REQUIRED TASK: Write out the listing below from the line containing "Target: white paper" to its last line, unaltered, ends included.

INFORMATION PROVIDED:
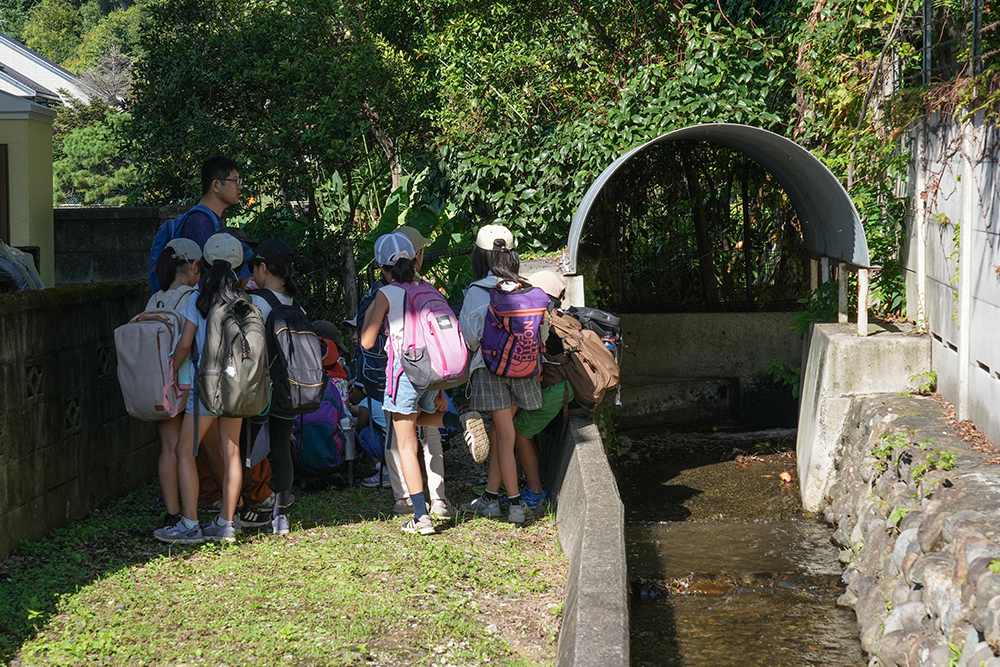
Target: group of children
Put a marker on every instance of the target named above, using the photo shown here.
(517, 405)
(196, 280)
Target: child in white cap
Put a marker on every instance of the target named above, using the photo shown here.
(407, 406)
(178, 269)
(222, 255)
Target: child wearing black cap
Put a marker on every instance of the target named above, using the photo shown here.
(271, 266)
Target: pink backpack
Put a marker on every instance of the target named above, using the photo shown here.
(434, 355)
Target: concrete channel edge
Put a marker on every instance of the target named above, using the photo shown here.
(591, 523)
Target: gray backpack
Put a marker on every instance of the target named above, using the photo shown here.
(233, 378)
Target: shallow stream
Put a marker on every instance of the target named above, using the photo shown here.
(725, 568)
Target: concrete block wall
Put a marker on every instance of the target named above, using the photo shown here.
(67, 445)
(591, 519)
(103, 244)
(840, 367)
(952, 261)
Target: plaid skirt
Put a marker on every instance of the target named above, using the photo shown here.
(494, 392)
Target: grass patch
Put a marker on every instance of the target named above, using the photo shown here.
(346, 587)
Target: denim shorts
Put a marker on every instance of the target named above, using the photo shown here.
(202, 410)
(409, 399)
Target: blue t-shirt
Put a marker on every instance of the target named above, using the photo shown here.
(191, 313)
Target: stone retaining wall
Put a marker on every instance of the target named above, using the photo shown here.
(917, 521)
(103, 243)
(67, 445)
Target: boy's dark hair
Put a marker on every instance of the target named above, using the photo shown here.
(503, 261)
(285, 273)
(166, 267)
(403, 270)
(217, 285)
(216, 168)
(480, 264)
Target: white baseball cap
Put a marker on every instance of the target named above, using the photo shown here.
(223, 247)
(549, 281)
(490, 233)
(392, 247)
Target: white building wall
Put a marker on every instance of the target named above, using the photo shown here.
(958, 204)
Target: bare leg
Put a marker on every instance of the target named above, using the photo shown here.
(395, 468)
(216, 464)
(187, 469)
(433, 462)
(528, 456)
(493, 476)
(170, 432)
(406, 441)
(232, 484)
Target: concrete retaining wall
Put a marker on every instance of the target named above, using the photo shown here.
(103, 244)
(918, 522)
(591, 519)
(707, 368)
(66, 443)
(952, 259)
(839, 367)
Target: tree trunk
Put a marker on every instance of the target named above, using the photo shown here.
(802, 106)
(350, 278)
(706, 268)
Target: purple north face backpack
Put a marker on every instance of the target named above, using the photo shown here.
(510, 334)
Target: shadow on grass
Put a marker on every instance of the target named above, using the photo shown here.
(38, 575)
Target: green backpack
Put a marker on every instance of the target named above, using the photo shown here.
(233, 378)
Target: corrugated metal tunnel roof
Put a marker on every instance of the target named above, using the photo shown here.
(831, 226)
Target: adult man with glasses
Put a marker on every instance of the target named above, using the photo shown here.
(221, 187)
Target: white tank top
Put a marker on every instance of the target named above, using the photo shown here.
(396, 296)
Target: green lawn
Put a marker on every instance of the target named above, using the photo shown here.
(346, 587)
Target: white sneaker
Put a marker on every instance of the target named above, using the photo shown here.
(422, 526)
(518, 513)
(442, 509)
(476, 437)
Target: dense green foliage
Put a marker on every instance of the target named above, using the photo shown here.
(508, 111)
(89, 167)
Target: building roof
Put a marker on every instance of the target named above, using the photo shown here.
(26, 74)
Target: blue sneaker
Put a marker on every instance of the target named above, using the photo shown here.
(178, 534)
(279, 524)
(216, 533)
(531, 499)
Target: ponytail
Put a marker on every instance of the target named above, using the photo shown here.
(503, 261)
(166, 267)
(218, 285)
(404, 271)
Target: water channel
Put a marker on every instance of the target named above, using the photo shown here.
(725, 569)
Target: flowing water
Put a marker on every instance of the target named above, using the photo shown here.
(725, 568)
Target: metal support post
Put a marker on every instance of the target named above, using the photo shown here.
(842, 293)
(862, 302)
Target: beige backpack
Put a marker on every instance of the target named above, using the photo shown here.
(146, 368)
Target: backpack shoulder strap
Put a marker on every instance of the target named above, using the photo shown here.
(271, 298)
(183, 293)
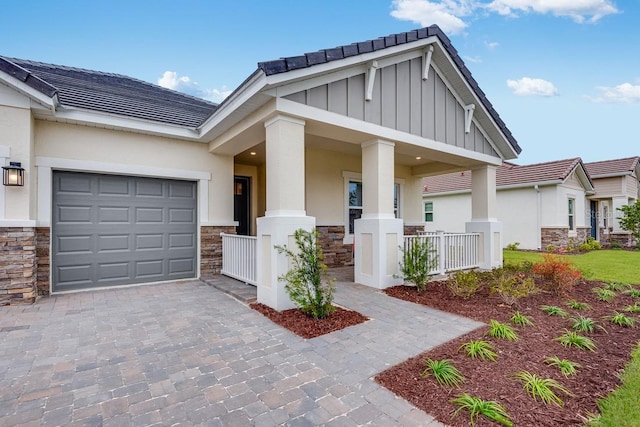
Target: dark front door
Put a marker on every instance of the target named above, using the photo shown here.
(594, 219)
(241, 204)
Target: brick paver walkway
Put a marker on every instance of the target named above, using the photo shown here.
(188, 354)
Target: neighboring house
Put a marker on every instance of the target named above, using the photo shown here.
(616, 183)
(539, 205)
(126, 182)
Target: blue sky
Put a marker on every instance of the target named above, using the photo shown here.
(563, 74)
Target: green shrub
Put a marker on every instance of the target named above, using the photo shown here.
(511, 286)
(417, 262)
(558, 272)
(476, 407)
(464, 284)
(444, 372)
(308, 284)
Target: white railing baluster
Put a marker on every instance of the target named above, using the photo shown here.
(239, 257)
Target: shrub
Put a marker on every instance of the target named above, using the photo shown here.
(479, 349)
(464, 284)
(572, 339)
(444, 372)
(511, 286)
(538, 387)
(476, 407)
(520, 319)
(558, 272)
(502, 330)
(566, 367)
(417, 261)
(308, 284)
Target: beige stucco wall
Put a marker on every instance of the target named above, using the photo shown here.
(16, 133)
(67, 141)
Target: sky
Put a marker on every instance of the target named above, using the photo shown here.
(564, 75)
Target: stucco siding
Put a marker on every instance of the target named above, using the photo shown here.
(401, 100)
(83, 143)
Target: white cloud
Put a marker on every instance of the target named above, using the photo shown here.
(623, 93)
(578, 10)
(171, 80)
(527, 86)
(445, 13)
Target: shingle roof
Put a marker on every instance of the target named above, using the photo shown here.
(612, 167)
(291, 63)
(110, 93)
(508, 174)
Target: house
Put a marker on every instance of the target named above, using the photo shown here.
(616, 184)
(128, 183)
(539, 205)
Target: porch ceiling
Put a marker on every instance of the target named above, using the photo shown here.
(319, 135)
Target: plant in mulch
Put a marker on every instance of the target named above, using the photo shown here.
(559, 273)
(565, 366)
(577, 305)
(308, 284)
(585, 324)
(502, 331)
(604, 294)
(418, 260)
(573, 339)
(542, 388)
(464, 284)
(443, 371)
(520, 319)
(635, 308)
(553, 310)
(487, 408)
(479, 349)
(622, 320)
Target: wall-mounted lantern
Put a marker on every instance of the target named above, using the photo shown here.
(13, 175)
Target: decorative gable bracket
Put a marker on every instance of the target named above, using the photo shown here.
(371, 79)
(468, 117)
(426, 62)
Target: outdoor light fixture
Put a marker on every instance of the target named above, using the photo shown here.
(13, 175)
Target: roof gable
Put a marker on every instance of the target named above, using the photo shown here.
(109, 93)
(326, 56)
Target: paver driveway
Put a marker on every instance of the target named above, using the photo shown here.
(188, 354)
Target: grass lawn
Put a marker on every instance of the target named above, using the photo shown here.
(607, 265)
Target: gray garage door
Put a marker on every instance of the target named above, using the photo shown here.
(113, 230)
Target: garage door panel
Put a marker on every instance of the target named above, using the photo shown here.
(114, 230)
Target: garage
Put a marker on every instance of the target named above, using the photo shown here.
(110, 230)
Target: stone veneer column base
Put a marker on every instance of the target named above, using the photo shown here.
(211, 249)
(18, 265)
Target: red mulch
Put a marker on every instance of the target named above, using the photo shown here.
(597, 377)
(307, 327)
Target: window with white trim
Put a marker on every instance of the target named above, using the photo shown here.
(572, 216)
(428, 211)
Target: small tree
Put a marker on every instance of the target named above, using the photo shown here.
(417, 261)
(630, 219)
(308, 283)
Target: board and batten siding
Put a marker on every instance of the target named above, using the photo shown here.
(403, 101)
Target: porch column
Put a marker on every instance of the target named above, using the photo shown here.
(484, 216)
(285, 207)
(378, 234)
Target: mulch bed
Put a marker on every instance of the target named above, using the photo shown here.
(307, 327)
(597, 377)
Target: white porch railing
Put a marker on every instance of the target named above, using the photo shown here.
(239, 257)
(452, 251)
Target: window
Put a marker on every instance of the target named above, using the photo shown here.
(428, 211)
(572, 203)
(355, 203)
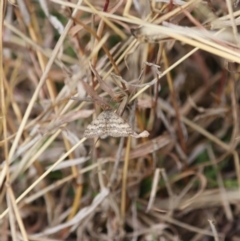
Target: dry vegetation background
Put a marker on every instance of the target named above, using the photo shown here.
(169, 67)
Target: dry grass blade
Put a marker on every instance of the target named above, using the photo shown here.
(55, 52)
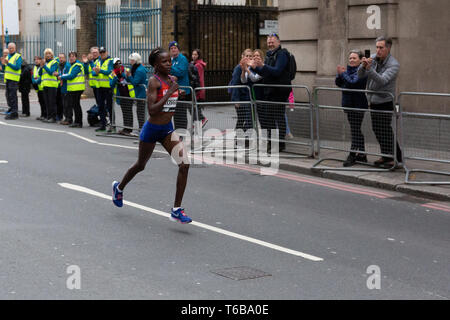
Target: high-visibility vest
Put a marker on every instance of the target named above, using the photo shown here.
(37, 76)
(93, 80)
(103, 80)
(77, 83)
(50, 81)
(10, 73)
(130, 88)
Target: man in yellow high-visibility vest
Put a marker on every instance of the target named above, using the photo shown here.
(103, 69)
(11, 66)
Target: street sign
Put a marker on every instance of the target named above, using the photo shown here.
(270, 26)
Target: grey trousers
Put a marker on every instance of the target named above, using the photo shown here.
(11, 96)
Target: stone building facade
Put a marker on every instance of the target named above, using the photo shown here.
(321, 32)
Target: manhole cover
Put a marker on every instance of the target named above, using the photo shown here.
(241, 273)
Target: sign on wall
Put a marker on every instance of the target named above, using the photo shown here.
(270, 26)
(11, 16)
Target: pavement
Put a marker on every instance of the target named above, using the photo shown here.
(392, 180)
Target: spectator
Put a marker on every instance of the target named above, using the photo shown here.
(243, 111)
(382, 70)
(274, 70)
(62, 87)
(75, 78)
(197, 61)
(138, 78)
(124, 89)
(103, 70)
(37, 84)
(49, 73)
(180, 69)
(347, 78)
(11, 66)
(90, 62)
(25, 87)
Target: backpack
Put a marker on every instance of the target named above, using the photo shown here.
(292, 65)
(194, 77)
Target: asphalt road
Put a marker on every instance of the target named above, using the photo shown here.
(315, 238)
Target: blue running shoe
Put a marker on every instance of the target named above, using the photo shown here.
(180, 216)
(117, 195)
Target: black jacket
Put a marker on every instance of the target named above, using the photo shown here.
(350, 80)
(276, 71)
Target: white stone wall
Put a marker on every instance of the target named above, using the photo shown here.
(32, 10)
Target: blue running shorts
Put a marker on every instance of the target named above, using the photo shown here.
(152, 133)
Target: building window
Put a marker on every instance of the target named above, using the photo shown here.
(253, 3)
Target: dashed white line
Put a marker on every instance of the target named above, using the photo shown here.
(197, 224)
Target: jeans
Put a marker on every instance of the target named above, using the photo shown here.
(25, 95)
(11, 96)
(382, 127)
(74, 104)
(355, 118)
(42, 104)
(50, 101)
(104, 104)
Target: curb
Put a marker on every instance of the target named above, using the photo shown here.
(372, 180)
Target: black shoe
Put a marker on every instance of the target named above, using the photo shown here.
(384, 162)
(361, 158)
(12, 116)
(351, 160)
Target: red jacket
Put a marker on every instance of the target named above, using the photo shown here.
(201, 65)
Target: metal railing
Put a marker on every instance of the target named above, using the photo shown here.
(272, 115)
(334, 123)
(426, 138)
(231, 121)
(124, 30)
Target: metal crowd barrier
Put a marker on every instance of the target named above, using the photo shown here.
(128, 122)
(426, 139)
(228, 119)
(334, 133)
(298, 118)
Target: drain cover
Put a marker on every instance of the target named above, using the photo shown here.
(241, 273)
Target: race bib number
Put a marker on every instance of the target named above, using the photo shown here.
(171, 103)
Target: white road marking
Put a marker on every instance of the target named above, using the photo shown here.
(197, 224)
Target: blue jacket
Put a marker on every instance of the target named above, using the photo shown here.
(51, 71)
(350, 80)
(242, 93)
(69, 76)
(276, 71)
(180, 67)
(17, 66)
(139, 81)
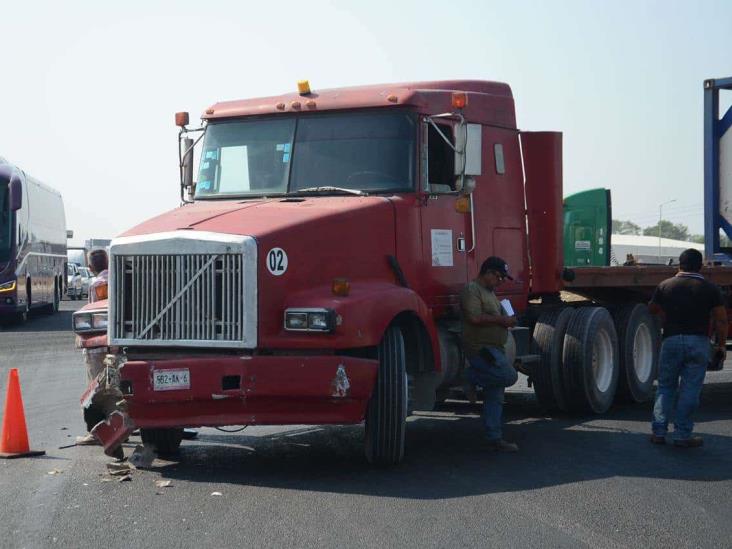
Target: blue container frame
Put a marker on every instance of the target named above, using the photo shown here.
(714, 129)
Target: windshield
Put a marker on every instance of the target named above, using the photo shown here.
(370, 152)
(6, 224)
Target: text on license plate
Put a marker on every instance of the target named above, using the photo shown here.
(169, 380)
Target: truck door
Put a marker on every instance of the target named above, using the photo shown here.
(443, 228)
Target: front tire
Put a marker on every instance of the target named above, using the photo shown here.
(387, 410)
(165, 441)
(590, 360)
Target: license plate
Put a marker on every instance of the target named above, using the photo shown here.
(171, 380)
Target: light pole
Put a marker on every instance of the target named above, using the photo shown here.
(660, 217)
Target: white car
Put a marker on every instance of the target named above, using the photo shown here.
(73, 281)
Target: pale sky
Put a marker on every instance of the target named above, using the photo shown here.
(89, 89)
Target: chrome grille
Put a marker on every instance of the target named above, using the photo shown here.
(178, 298)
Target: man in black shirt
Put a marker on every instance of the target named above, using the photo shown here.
(686, 303)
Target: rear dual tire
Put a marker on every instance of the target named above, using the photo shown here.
(639, 337)
(548, 342)
(590, 360)
(579, 364)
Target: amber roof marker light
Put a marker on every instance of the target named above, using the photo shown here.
(459, 100)
(182, 119)
(303, 87)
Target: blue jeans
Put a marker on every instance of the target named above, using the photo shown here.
(685, 358)
(494, 376)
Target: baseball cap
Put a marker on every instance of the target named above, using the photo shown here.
(495, 263)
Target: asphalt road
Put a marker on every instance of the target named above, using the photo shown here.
(576, 482)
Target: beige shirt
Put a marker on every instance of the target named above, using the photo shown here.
(475, 301)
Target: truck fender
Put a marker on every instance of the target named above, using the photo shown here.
(368, 311)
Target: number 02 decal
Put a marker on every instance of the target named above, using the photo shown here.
(277, 261)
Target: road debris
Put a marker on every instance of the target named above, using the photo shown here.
(119, 469)
(142, 457)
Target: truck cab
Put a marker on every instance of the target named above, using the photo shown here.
(313, 274)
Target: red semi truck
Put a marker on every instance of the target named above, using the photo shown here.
(313, 273)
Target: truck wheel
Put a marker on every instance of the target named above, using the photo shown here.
(387, 410)
(547, 342)
(165, 441)
(590, 360)
(639, 340)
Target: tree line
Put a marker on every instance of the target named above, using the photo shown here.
(674, 231)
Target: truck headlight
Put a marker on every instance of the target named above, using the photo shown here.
(99, 321)
(7, 286)
(310, 320)
(90, 322)
(82, 322)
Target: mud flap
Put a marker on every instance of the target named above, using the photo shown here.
(113, 432)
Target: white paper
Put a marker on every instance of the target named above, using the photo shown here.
(506, 304)
(442, 248)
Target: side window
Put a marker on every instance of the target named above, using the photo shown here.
(500, 163)
(233, 171)
(440, 159)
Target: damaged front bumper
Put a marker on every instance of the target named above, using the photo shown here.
(250, 390)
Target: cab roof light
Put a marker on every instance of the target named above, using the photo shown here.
(459, 100)
(181, 119)
(303, 87)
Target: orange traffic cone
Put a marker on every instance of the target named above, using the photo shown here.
(14, 437)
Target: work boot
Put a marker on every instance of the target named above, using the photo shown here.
(691, 442)
(503, 446)
(470, 393)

WORKED ANSWER:
Target: white paper
Put a marker on every instance of the target named above, using the photo shown here.
(506, 304)
(442, 248)
Target: side window
Put a marker on every instance of the target named above, using the photo shown here.
(500, 163)
(233, 171)
(440, 159)
Target: damaged front bumper
Put a marker on every instance of the target named above, using the photo shown here.
(250, 390)
Target: cab roof light
Put a marker on every instance of the target named above, using the photo shown here.
(459, 100)
(181, 119)
(303, 87)
Target: orange traffic cone
Put a marker on every instance of the target named above, using the photo shown here.
(14, 437)
Target: work boot
Put a marker on every instance of the target named above, using the photo shown here.
(691, 442)
(503, 446)
(470, 393)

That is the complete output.